■ **PROBLEM TO SOLVE**:
Pick up the Hive query guide where it stops and continue it.

Guide to productionizing a Hive query

Query

This Hive query is a simplified version of generate_wikipedia_preview_stats_daily.hql.


--
-- Populates the wikipedia_preview_stats table daily,
-- filtering webrequest data and aggregating it into interesting dimensions.
--
-- Parameters:
--     source_table         -- Fully qualified table name of the source webrequest data.
--     destination_table    -- Fully qualified table name for the wikipedia preview stats.
--     year                 -- Year of the partition to process.
--     month                -- Month of the partition to process.
--     day                  -- Day of the partition to process.
--
-- Usage:
--     spark3-sql -f generate_wikipedia_preview_stats_daily.hql \
--         -d source_table=wmf.webrequest \
--         -d destination_table=wmf_product.wikipedia_preview_stats \
--         -d year=2023 \
--         -d month=5 \
--         -d day=21
--

INSERT OVERWRITE TABLE ${destination_table}
    PARTITION(year=${year}, month=${month}, day=${day})

■ **DATA ENTRIES**:

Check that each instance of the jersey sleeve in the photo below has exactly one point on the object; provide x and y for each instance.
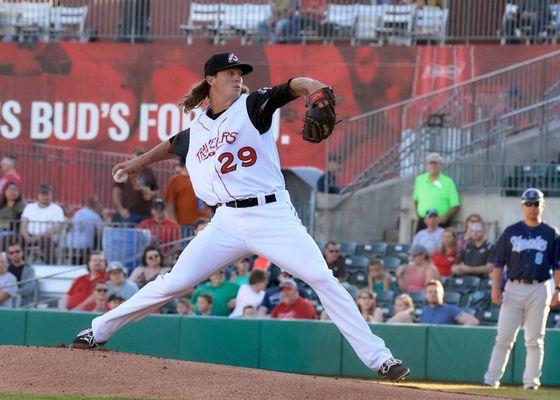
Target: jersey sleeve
(500, 253)
(262, 104)
(180, 144)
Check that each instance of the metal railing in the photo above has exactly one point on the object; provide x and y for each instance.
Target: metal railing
(258, 21)
(454, 121)
(74, 173)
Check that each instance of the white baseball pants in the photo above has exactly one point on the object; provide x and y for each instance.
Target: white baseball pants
(270, 230)
(526, 305)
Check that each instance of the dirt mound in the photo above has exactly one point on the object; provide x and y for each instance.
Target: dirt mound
(103, 373)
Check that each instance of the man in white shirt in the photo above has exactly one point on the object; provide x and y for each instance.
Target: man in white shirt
(430, 237)
(41, 222)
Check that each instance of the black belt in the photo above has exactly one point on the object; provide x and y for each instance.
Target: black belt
(253, 201)
(526, 281)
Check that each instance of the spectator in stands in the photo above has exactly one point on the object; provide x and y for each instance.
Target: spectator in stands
(272, 295)
(133, 198)
(249, 312)
(99, 300)
(163, 229)
(431, 236)
(8, 283)
(85, 229)
(367, 306)
(222, 292)
(378, 280)
(184, 307)
(22, 271)
(414, 277)
(463, 236)
(291, 304)
(118, 284)
(114, 301)
(334, 260)
(182, 204)
(200, 224)
(204, 305)
(434, 190)
(9, 173)
(447, 254)
(11, 208)
(251, 294)
(152, 266)
(241, 274)
(274, 29)
(42, 221)
(327, 183)
(438, 313)
(404, 310)
(533, 17)
(81, 291)
(476, 257)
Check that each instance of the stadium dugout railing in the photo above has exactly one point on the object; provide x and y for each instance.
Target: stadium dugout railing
(256, 21)
(469, 119)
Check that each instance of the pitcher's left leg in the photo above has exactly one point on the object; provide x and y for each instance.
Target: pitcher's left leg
(287, 244)
(536, 314)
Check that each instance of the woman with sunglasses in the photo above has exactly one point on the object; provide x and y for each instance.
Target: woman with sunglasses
(152, 266)
(531, 250)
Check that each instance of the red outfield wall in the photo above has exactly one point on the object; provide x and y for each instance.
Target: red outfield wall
(116, 97)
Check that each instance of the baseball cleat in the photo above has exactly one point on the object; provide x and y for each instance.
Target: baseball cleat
(85, 340)
(394, 370)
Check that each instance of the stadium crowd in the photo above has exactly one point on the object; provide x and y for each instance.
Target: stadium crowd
(442, 277)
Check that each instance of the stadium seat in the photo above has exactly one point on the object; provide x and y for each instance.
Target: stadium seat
(488, 317)
(391, 263)
(348, 248)
(356, 263)
(453, 298)
(371, 249)
(464, 284)
(385, 298)
(418, 298)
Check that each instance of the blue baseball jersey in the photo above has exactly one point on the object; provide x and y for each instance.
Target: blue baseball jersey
(529, 253)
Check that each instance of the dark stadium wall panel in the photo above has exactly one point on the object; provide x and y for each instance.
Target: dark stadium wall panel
(117, 97)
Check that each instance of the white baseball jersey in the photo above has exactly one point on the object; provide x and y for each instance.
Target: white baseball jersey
(229, 158)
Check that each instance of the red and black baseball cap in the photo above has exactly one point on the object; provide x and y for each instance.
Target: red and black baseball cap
(223, 61)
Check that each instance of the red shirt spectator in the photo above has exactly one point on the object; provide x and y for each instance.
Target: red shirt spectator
(291, 305)
(164, 230)
(81, 290)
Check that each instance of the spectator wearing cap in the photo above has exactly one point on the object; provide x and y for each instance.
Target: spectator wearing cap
(223, 293)
(118, 284)
(272, 295)
(477, 256)
(133, 198)
(292, 305)
(98, 301)
(334, 260)
(182, 204)
(436, 312)
(81, 290)
(431, 236)
(8, 283)
(251, 294)
(414, 277)
(85, 228)
(241, 274)
(434, 190)
(163, 229)
(41, 222)
(9, 173)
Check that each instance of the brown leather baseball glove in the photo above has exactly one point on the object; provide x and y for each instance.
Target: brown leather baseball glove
(320, 117)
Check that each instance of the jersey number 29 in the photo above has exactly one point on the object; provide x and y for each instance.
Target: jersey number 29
(247, 155)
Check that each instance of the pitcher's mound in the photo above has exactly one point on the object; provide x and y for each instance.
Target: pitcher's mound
(45, 370)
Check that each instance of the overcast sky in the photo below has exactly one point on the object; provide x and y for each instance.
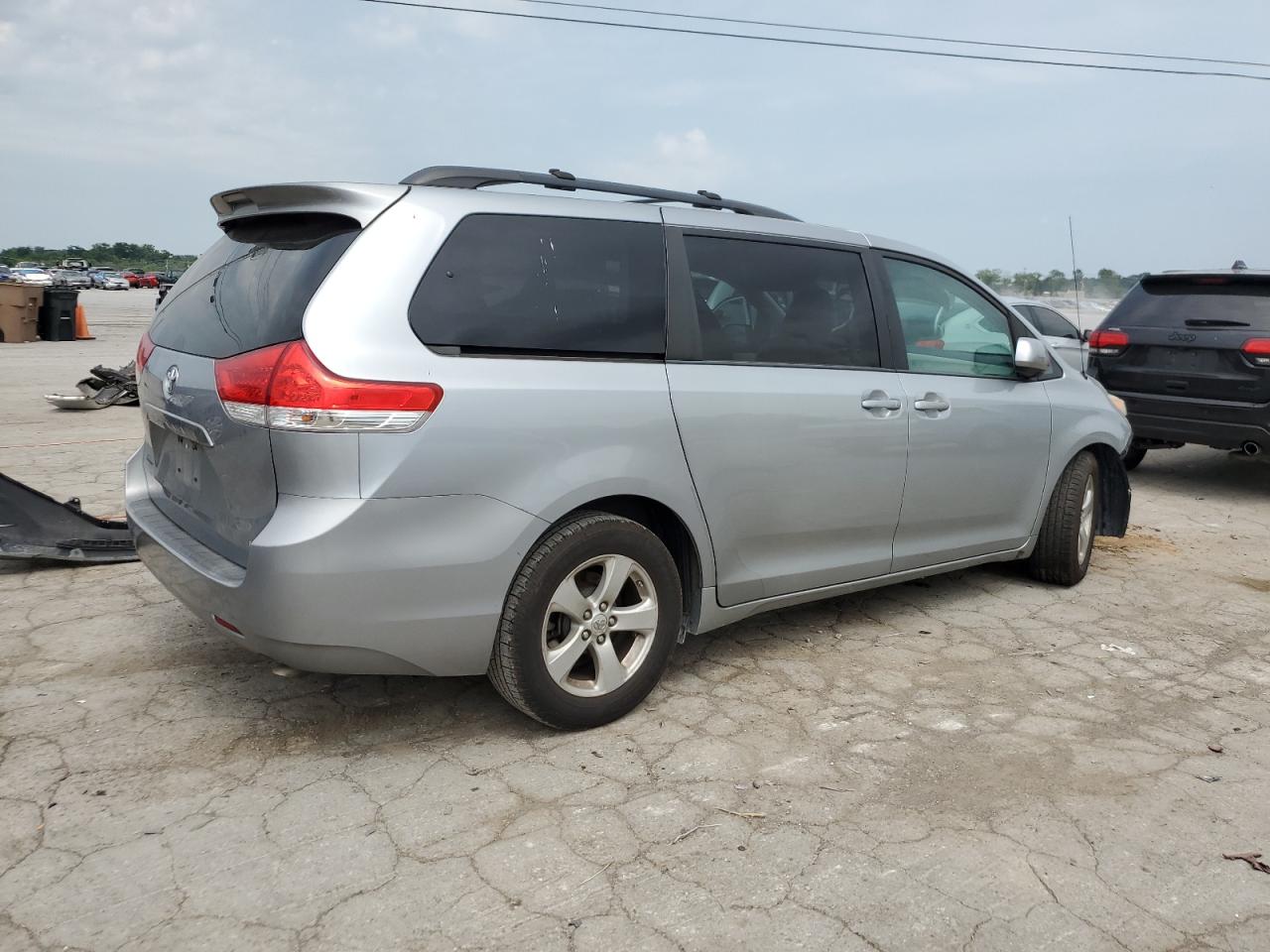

■ **FINAL RESULT**:
SELECT /*+ COALESCE(1) */
    SUM(CAST(is_pageview AS INT)) AS pageviews
FROM
    ${source_table}
WHERE
    x_analytics_map['wprov'] REGEXP '^wppw(\\d+)(t?)$'
    AND agent_type = 'user'
    AND webrequest_source = 'text'
    AND year = ${year}
    AND month = ${month}
    AND day = ${day}
;

Table-populating queries like that should always be accompanied by table-creating queries — for example: create_wikipedia_preview_stats_table.hql.

Effectively this is the command that Airflow generates and executes. It also demonstrates the values of the query's parameters.

As a best practice, do not hardcode table names in your query but make them parameters. This applies to both source_table and destination_table.

An instruction to Spark SQL to produce a single file within the partition.

Data Dependencies⇑ Top

The file datasets.yaml specifies all the source tables used by the queries to populate destination tables.


hive_wmf_webrequest_text:
  datastore: hive
  table_name wmf.webrequest
  partitioning: "@hourly"
  pre_partitions: ["webrequest_source=text"]

For more examples refer to Data Engineering's datasets.yaml.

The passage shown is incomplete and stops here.